#### [REQUIRED WORK]
Only lines with the word "Mark" belong in the answer; copy them from the records below.

#### [DATASET EXCERPTS]
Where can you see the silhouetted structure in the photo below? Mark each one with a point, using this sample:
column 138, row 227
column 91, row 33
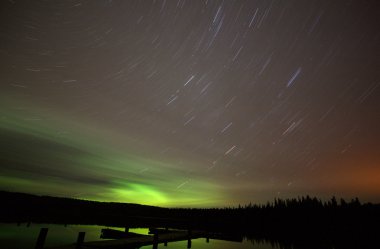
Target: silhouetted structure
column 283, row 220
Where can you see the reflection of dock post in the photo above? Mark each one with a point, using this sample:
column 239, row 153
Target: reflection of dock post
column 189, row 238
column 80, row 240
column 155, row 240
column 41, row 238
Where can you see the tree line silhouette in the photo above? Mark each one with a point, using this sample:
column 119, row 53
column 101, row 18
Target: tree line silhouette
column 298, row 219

---

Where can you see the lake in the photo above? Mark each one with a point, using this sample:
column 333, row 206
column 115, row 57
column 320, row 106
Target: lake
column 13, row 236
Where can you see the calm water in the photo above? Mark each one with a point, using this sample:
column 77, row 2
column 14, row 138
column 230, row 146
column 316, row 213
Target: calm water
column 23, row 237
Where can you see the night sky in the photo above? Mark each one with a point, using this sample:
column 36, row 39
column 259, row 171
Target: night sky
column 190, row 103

#### [ANSWER FOR THIS EXERCISE]
Where can you see the silhouetted structure in the photo below? Mark each one with a point, using this sample:
Where can you see the reflection of dock post in the photo above? Mark each one with a point, using this sample:
Where can you see the tree line silhouette in the photo above? Mark each one with a point, using this sample:
Where can you see the lake in the photo above? Mark each one with a point, using this sample:
Where can you see the calm water in the photo above? Mark each one with a point, using this sample:
Where can you see the night sky in the photo above? Mark each one with a point, using this sample:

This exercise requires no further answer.